Start of Records for this exercise

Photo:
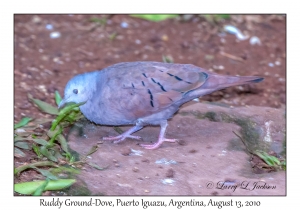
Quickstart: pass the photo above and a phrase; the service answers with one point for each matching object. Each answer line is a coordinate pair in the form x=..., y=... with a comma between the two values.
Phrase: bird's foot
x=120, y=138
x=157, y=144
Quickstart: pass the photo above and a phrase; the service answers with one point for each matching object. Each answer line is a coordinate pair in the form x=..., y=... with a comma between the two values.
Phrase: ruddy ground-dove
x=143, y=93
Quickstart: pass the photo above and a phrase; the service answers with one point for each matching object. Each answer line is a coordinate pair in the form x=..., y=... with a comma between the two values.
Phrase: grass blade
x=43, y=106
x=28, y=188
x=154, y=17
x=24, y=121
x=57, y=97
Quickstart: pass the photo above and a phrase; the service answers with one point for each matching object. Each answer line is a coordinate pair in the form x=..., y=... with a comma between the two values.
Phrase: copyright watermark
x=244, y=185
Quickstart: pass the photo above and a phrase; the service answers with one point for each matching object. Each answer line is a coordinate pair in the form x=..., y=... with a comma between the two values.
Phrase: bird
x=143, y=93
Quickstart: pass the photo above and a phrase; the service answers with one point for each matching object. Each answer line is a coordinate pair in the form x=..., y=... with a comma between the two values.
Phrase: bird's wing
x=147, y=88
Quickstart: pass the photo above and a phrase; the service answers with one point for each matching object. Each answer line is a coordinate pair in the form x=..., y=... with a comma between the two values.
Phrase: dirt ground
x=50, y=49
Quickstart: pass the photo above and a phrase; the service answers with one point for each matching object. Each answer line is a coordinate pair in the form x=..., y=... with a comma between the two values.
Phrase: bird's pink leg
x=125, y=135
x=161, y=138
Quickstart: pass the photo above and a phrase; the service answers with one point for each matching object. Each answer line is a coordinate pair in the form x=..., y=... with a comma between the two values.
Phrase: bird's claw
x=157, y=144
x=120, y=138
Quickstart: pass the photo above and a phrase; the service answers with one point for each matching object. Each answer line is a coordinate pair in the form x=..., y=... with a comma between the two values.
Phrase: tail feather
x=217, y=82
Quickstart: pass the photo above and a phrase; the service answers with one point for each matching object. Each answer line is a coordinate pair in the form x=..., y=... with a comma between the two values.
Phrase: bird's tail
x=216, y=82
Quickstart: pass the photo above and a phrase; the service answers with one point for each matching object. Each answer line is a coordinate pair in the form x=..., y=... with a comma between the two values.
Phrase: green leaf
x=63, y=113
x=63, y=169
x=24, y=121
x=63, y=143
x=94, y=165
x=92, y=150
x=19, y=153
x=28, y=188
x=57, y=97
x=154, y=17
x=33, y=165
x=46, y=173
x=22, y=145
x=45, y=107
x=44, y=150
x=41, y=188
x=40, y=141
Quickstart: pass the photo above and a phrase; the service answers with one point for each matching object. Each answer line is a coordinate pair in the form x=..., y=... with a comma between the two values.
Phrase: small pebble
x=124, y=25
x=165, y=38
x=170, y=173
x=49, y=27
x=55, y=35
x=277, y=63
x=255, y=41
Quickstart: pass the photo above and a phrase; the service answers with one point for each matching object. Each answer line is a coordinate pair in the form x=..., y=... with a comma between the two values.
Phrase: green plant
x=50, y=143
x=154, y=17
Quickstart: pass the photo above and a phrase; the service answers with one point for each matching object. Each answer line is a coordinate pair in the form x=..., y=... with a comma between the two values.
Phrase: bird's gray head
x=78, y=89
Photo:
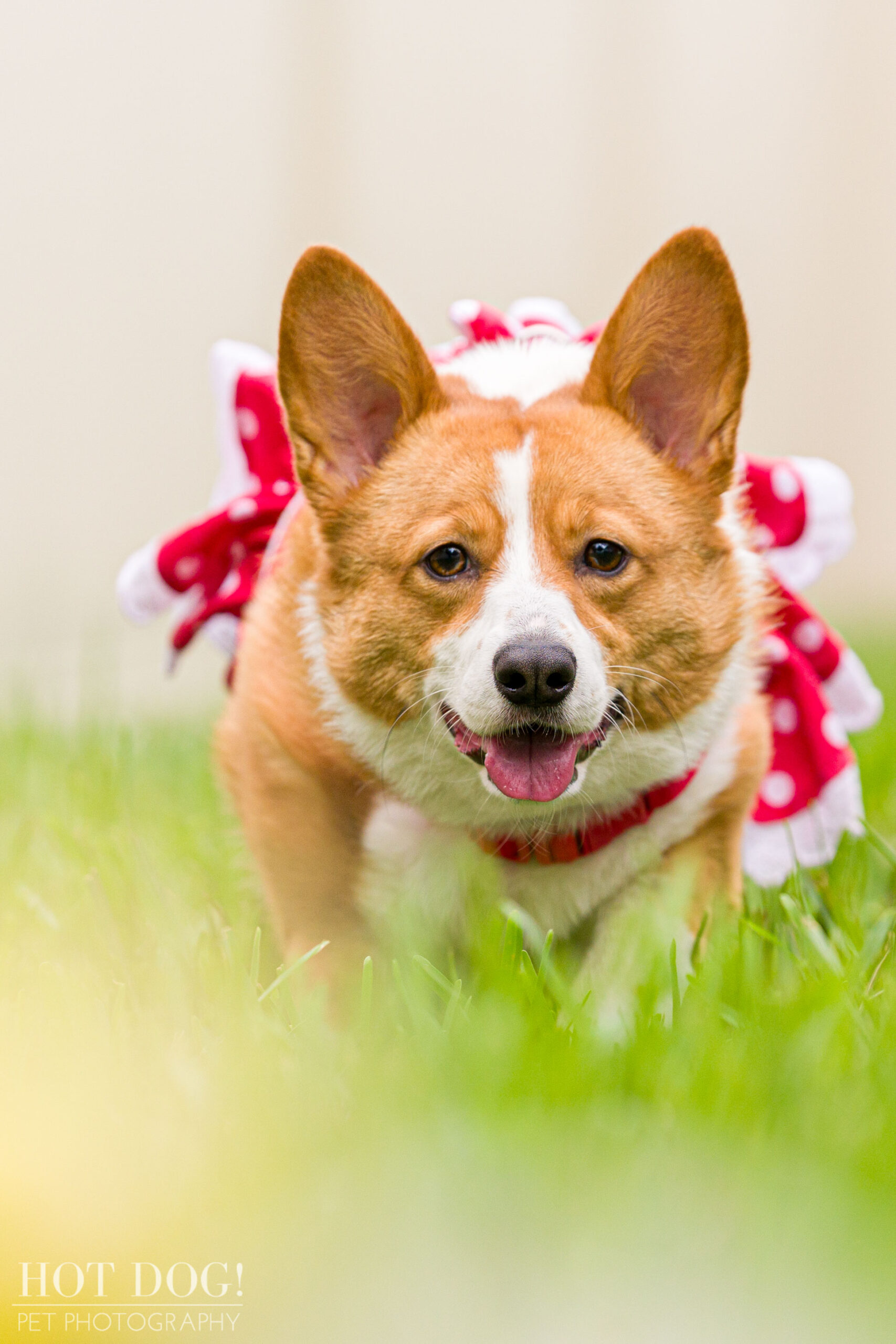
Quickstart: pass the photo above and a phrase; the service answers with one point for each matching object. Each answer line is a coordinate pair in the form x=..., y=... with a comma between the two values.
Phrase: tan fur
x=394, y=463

End of Records for this exercise

* Task description
Please print the data above once more, exactly and without images.

* Answer to the problem
Photo:
Quickstart: pass the photo above and a phrase; the service answers with one point for each matching object. Each answer line is a coordinate pair in the form x=..., y=... with a comma between the two values.
Phrase: bird's foot
x=120, y=138
x=157, y=144
Quickstart: pass the photo above and a phrase; the service answers with one point for each matching object. Each answer line is a coordinate pair in the form x=..., y=... with a comma between the two values.
Phrase: ruddy ground-dove
x=143, y=93
Quickstart: pass the photo above and a phrase; the service answers with one point for each matching object. Each answer line is a coordinate pair in the form x=..., y=... with a comma between the two values.
Phrase: grass blade
x=43, y=106
x=28, y=188
x=154, y=17
x=24, y=121
x=57, y=97
Quickstart: pass the photo above and a phrase; the service answers with one point for each matching object. Each answer line is a coordinate pair in the form x=..., y=... with a comma between the two values.
Phrase: copyright watermark
x=244, y=185
Quickstart: pass the photo above and a phrase; the service answers with one point for each matching object. Each answer line is a coordinate pair in the form x=..., y=... with a comma between the two values.
Phrase: bird
x=143, y=93
Quickstart: pass the photo above and a phrase; the service answers with one point for each matching object. Each answer line is a coordinate pair in the form x=..., y=... with a comma between the two values.
Phrase: bird's wing
x=147, y=88
Quickstart: pass the photo above and a phrase; the service answers with one point for each matching object. Each answer line is a coordinate pair in the form x=..., y=... with a comma between the two values.
Phrase: dirt ground
x=50, y=49
Quickstart: pass the photo above and a phrase; the service answers with one point for each matching object. Each answer line is a coordinate pair in the form x=..., y=... with a comma between the two values.
Phrase: bird's pink leg
x=125, y=135
x=161, y=138
Quickstart: pass the photo above and a phrase; the service answers with one point for each matching object. Each answer line is a coordinate pair in the form x=..., y=... with a comma between the two values.
Phrase: bird's claw
x=157, y=144
x=120, y=138
Quickstart: pass the photo above and a phrase; the service answers with one point for each matching object. Each answer line is a coordinate pair in the form x=..., y=... with a comma between the two values.
Phrase: tail feather
x=217, y=82
Quickstart: pass the photo above and a phrase; the service answers with one point for each matching object. Each answer line is a coordinate pair in the form x=..., y=... with a comma between the two values.
Phrase: bird's tail
x=216, y=82
Quickstart: pass the photo above and a phrase; the service answers with one point for each matching object. Each answer line is a coordinate pair in the form x=..., y=... with a comma between the two values.
Phrase: green leaf
x=63, y=113
x=63, y=169
x=24, y=121
x=63, y=143
x=94, y=165
x=92, y=150
x=19, y=153
x=28, y=188
x=57, y=97
x=154, y=17
x=33, y=165
x=46, y=173
x=22, y=145
x=45, y=107
x=44, y=150
x=41, y=188
x=40, y=141
Quickstart: pass the photo above and a phrase; the service answers with one point for each matching object. Each answer line is a coordinate pair in the form x=..., y=... with a comma between the two values.
Phrase: small pebble
x=124, y=25
x=165, y=38
x=170, y=173
x=49, y=27
x=55, y=35
x=277, y=63
x=255, y=41
Quickstart: pass the photo above and a phrase; the service answers with one point for each matching object. Each answer line is a coordinate pair in the form x=..., y=... with a comma between the two values.
Phrase: green plant
x=50, y=143
x=154, y=17
Quickstart: pass the photo above and a phrase; the service answers with one point for each matching object. Each answer line is a coordinate pair in the form x=..., y=... with a comma between the two values.
Phrase: bird's gray head
x=78, y=89
Photo:
Quickstart: pass the photo above and a phrase; the service answers with one point for each matching object. Each answer line is a coordinate pair in the form x=..., y=... with a comma between the two values.
Phrase: tan fur
x=394, y=463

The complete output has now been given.